- _TASK TO COMPLETE_: Return each row below that contains the string "zipper", copying every such row in full. The match is case-sensitive.

--- Begin DATA SHOWN ---

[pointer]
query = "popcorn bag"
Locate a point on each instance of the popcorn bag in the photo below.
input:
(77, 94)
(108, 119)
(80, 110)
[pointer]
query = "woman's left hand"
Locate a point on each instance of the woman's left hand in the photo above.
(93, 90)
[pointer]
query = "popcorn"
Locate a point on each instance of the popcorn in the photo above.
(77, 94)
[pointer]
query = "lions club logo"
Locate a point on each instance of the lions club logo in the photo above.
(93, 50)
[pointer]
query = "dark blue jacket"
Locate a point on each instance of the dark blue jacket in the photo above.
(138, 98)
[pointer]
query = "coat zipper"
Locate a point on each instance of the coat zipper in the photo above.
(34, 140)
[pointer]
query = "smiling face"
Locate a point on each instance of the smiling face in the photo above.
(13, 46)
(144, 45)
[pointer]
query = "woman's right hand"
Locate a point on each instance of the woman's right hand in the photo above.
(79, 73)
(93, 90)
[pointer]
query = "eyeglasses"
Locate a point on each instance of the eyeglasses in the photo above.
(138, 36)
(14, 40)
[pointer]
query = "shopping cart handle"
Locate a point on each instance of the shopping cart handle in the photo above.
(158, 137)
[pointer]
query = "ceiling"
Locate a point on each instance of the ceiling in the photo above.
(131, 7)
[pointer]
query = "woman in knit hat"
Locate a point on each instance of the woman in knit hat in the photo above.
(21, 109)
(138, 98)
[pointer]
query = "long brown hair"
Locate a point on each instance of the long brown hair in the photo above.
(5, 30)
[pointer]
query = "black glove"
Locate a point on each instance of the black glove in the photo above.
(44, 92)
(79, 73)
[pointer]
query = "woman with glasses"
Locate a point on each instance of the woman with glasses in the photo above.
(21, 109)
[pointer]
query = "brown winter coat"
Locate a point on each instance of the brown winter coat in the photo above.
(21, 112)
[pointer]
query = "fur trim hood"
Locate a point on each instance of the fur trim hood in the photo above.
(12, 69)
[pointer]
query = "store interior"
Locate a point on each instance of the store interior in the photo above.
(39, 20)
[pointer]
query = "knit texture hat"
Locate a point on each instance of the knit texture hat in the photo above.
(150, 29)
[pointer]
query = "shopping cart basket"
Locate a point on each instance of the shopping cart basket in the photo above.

--- End DATA SHOWN ---

- _RESPONSE FOR THIS EXERCISE_:
query = "coat zipper"
Locate a point on each instance of the coat zipper in the photo above.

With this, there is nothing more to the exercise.